Directives:
1) For the forum thread below about RCI cancellations, decide whether each statement agrees with it: (a) RCI phoned Laurie to report the cancellations; (b) the cancelled weeks were at Alpin Palace in Muerren, Switzerland, for June 2010; (c) Goofyhobbie writes that the court will consider the proposed settlement on November 30th. Answer yes or no for each, and quote the words from the thread that settle it.
2) Write what comes next in the forum thread below about RCI cancellations, starting after its last sentence.

Selected extract:
※

# I hate hate hate RCI - confirmation cancellations, again!



## Laurie (Nov 4, 2009)

They are cancelling *two* consecutive European confirmations I made long ago, to the only resort I have ever booked into for a repeat visit. 

They have done this (cancelled European confirmations) *twice* to me in the past. That will make 4 times. 

They haven't contacted me - I found an extra spacebank in my acct, and knew right away what that meant. Waiting to hear from a "specialist"...    :annoyed:


----------



## bellesgirl (Nov 4, 2009)

What was their reason for canceling?  When were you scheduled to go?


----------



## dougp26364 (Nov 4, 2009)

It baffle's me why you continue to do business with them. I guess we're fortunate in that the only two timeshares I own the exchange through RCI are resorts we can either use personally or have an internal exchange program that bypasses RCI's problems.


----------



## Laurie (Nov 4, 2009)

Resort is Alpin Palace, Muerren, Switzerland, for June 2010.  I was told they are disaffiliating w/RCI, although it's still in resort database. 

We were there 4 years ago and it was probably my all-time favorite exchange location. I waited out the 1-in-4 rule, and have been so looking forward to returning, so booked 2 back-to-back weeks. In my whole exchange life of over 10 years now, there hasn't ever been anywhere else I've wanted to stay for multiple weeks.  

At the moment no one is more baffled than myself, as to why I continue to do business with them.


----------



## dougp26364 (Nov 5, 2009)

Laurie said:


> Resort is Alpin Palace, Muerren, Switzerland, for June 2010.  I was told they are disaffiliating w/RCI, although it's still in resort database.
> 
> We were there 4 years ago and it was probably my all-time favorite exchange location. I waited out the 1-in-4 rule, and have been so looking forward to returning, so booked 2 back-to-back weeks. In my whole exchange life of over 10 years now, there hasn't ever been anywhere else I've wanted to stay for multiple weeks.
> 
> At the moment no one is more baffled than myself, as to why I continue to do business with them.



If RCI isn't lying to you, which is a posibility, it looks like the resort has decided to no longer do business with them.

Of course, I don't understand why the resort would be able to cancel confirmed reservations. I know it doesn't matter but it seem that there is something rotten in Denmark about this whole thing. 

Anymore I just don't trust RCI or their reps. It seems to me that they don't care about their members in the least. They only care about how much money they can squeeze out of their members while giving them the least they have to in return. I'd like to think that it's a business model that will eventually fail and force changes to take place but, so far it hasn't.


----------



## Goofyhobbie (Nov 5, 2009)

*Object to RCI's proposed Settlement*

Doug and Laurie,

Have either of you OBJECTED to the proposed settlement that the U. S. District Court for the District of New Jersey is considering on November 30th.

If you have not, please consider OBJECTING. We need every RCI member possible to make a written objection to the Settlement which effectively will validate RCI's business practice of skimming deposits from the Spacebank.

※

Data provided:
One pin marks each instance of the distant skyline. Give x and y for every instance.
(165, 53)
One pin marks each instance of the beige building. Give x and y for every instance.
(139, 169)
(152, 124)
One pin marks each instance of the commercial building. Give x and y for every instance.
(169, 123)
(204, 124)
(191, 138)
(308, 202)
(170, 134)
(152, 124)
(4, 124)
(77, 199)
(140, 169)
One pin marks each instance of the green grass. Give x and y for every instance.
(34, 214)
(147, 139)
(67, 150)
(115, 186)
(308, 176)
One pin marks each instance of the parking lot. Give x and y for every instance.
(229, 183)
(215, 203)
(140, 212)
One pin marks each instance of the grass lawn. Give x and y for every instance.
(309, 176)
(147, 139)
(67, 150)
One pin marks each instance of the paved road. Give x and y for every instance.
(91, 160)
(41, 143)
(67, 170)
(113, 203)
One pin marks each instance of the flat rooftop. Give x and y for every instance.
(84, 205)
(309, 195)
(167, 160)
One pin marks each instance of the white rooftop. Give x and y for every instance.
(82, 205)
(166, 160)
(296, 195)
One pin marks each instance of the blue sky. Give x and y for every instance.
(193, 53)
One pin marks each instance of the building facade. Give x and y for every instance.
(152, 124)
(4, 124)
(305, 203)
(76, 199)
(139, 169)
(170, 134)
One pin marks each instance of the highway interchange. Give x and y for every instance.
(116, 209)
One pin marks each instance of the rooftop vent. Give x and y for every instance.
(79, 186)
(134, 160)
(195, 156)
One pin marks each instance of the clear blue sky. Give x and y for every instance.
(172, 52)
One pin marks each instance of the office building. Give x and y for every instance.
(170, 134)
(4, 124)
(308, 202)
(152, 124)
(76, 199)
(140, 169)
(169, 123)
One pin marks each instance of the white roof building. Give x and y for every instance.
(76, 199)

※

Answers below:
1)
(a) No: "They haven't contacted me - I found an extra spacebank in my acct, and knew right away what that meant."
(b) Yes: "Resort is Alpin Palace, Muerren, Switzerland, for June 2010."
(c) Yes: "the proposed settlement that the U. S. District Court for the District of New Jersey is considering on November 30th."

2)
The pain that Laurie is going through regarding her lost vacations is nothing compared to what we all stand to lose if RCI is allowed to continue selling our VACATION TIME to whomever they please.

OBJECTING IS EASY!

TUG BRIAN has created a site that has specific instructions. To access the site go here:http://rciclassactionlawsuit.com/TUG_member_information_and_instructions_for_RCI_class_action_settlement.html


----------



## l2trade (Nov 5, 2009)

Laurie said:


> They are cancelling *two* consecutive European confirmations I made long ago, to the only resort I have ever booked into for a repeat visit.
> 
> They have done this (cancelled European confirmations) *twice* to me in the past. That will make 4 times.
> 
> They haven't contacted me - I found an extra spacebank in my acct, and knew right away what that meant. Waiting to hear from a "specialist"...    :annoyed:



I'm sorry to hear this Laurie.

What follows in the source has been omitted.